>> BEGIN

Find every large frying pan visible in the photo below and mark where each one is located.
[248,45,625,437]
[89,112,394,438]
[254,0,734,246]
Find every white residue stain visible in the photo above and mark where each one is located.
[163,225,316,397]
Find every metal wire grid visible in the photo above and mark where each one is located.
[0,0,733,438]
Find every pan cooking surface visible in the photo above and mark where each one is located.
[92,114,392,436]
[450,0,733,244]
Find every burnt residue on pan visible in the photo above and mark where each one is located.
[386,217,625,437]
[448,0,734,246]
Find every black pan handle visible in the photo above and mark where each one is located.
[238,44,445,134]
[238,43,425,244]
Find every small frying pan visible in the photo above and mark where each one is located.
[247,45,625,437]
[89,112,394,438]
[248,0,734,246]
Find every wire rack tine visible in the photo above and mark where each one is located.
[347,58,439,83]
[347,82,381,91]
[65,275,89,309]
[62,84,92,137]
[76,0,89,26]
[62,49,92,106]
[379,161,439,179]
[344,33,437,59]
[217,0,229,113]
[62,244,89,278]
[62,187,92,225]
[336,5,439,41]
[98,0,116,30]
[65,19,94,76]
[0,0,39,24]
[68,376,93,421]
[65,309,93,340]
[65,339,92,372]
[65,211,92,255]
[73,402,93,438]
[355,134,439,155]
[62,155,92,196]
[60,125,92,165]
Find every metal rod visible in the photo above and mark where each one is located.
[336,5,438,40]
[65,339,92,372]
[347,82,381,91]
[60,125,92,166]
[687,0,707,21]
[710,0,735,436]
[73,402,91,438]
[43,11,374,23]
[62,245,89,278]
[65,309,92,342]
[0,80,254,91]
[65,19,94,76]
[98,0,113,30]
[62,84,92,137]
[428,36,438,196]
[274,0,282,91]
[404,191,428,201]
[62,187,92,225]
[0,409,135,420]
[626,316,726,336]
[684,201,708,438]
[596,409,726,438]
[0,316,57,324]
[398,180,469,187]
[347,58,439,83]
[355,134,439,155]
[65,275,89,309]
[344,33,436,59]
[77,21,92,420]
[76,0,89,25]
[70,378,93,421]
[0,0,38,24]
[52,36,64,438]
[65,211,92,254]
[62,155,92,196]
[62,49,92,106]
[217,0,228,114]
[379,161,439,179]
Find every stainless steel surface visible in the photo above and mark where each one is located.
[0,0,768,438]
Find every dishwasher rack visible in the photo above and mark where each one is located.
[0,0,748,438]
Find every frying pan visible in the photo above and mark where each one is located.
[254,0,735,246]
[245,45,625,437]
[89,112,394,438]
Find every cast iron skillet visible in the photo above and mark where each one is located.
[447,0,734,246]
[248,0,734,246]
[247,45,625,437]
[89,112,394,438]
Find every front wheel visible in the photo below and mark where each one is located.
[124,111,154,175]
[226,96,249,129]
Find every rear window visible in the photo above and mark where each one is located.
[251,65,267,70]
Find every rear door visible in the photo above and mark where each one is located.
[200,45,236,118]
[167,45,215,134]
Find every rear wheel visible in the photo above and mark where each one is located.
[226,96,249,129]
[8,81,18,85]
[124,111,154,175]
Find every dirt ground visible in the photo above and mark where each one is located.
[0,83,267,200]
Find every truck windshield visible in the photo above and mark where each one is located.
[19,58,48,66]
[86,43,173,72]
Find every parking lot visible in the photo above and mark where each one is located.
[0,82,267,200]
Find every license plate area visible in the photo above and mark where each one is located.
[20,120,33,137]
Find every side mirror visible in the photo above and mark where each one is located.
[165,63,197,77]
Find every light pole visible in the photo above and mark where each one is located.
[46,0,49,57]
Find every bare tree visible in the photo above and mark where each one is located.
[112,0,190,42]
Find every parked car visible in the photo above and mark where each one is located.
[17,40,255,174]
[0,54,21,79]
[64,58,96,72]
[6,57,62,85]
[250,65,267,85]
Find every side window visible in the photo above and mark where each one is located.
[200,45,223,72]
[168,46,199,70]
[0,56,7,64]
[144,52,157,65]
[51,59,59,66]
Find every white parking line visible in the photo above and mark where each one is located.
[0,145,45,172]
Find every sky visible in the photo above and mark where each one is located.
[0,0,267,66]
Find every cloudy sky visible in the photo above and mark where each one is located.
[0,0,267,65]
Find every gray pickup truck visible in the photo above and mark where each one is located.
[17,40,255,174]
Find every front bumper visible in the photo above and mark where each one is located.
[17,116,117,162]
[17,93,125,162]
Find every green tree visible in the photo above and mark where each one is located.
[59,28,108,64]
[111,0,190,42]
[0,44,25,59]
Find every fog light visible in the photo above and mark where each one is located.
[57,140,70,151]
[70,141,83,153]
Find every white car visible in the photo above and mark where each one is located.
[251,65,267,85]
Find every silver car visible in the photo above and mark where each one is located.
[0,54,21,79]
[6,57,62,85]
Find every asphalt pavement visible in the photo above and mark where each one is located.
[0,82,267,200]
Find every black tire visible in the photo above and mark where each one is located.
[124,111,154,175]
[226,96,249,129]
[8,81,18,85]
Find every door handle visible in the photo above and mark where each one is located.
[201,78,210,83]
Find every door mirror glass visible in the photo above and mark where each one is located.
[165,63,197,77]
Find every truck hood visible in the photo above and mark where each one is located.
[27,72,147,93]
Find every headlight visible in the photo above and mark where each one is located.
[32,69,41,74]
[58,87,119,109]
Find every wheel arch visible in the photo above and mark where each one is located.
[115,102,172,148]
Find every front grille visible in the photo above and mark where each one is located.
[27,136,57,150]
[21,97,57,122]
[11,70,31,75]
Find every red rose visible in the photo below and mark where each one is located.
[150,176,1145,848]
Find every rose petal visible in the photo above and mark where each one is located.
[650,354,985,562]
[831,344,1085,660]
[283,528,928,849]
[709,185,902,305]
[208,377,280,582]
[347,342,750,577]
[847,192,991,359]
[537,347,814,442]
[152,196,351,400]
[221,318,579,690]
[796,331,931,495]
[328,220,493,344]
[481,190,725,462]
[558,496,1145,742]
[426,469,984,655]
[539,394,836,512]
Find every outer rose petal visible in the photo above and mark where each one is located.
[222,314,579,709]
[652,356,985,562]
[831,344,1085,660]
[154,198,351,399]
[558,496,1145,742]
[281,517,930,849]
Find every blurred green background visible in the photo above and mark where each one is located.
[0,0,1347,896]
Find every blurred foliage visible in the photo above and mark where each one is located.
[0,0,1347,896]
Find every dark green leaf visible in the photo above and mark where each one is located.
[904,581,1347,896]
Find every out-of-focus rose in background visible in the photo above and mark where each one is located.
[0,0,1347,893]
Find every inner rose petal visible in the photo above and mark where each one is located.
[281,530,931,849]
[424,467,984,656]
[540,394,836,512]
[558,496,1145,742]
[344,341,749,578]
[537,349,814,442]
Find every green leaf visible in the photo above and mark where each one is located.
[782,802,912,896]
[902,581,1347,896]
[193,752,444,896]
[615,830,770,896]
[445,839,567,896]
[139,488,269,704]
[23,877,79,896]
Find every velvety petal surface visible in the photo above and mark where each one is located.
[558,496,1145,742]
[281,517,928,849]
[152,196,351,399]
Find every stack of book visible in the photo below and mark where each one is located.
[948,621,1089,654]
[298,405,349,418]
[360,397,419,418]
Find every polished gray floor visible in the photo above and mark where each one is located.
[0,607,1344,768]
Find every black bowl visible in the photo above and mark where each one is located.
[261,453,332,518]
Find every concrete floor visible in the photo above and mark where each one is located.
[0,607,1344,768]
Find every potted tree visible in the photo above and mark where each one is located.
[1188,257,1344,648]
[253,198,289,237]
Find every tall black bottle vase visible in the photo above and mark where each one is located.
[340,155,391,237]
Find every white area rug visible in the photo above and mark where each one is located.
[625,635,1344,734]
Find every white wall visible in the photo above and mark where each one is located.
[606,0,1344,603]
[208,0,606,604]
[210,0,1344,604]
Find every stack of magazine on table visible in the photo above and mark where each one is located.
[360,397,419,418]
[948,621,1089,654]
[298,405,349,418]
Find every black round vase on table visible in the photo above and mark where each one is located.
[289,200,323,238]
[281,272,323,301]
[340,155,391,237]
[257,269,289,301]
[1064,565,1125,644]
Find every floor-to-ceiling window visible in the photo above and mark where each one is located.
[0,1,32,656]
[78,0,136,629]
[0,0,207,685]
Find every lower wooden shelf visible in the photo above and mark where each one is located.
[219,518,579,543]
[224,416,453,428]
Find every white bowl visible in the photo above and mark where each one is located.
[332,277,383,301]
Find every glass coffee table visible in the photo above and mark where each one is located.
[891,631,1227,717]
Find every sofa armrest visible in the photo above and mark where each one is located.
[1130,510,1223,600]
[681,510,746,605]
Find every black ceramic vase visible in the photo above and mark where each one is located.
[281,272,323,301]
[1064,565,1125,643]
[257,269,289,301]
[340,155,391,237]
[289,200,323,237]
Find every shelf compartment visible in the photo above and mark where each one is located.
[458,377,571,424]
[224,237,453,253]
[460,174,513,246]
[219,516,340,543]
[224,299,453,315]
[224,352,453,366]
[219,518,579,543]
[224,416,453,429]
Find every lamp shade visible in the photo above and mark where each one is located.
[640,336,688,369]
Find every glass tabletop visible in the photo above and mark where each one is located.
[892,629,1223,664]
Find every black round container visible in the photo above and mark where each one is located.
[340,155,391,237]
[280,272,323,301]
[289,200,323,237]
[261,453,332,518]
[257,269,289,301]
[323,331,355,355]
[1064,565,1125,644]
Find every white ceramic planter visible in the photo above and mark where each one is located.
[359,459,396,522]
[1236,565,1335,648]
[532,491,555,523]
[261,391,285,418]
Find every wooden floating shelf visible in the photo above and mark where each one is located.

>> END

■ WHAT IS REQUIRED ■
Starting at the line containing "Find every white residue" and ending after the line containing "[60,125,92,165]", rewrite that part of the listing with "residue" replaced by "deposit" and everything else left as is.

■ TASK RESULT ■
Find every white deposit stain visible in the photo above and mark where each one is located.
[163,225,316,397]
Find every metal wire grid visible in the photo above and mark where each one is located.
[0,0,733,438]
Find every pan cooking surface visible in the photo above and mark where each one is located.
[92,114,392,436]
[450,0,733,244]
Find every burnt deposit on pan visible in the photo above and mark where each one is located.
[386,217,625,437]
[448,0,734,246]
Find every black pan handle visible in the photo above and mark where each one is located.
[238,44,445,134]
[238,43,425,244]
Find every small frying pan visible in the photo above and mark where each one is located.
[247,45,625,437]
[89,112,394,438]
[248,0,734,246]
Find every wire rack tine visible in the photo above and mark where each one is located.
[347,58,439,83]
[347,82,381,91]
[65,275,89,309]
[62,84,92,137]
[76,0,89,26]
[62,49,92,106]
[379,161,439,179]
[344,33,437,59]
[217,0,229,113]
[62,244,89,278]
[62,187,92,225]
[336,5,439,41]
[98,0,116,30]
[65,19,94,76]
[0,0,39,24]
[68,376,93,421]
[65,309,93,340]
[65,339,92,372]
[65,211,92,255]
[73,402,93,438]
[355,134,439,155]
[62,155,92,196]
[60,125,92,165]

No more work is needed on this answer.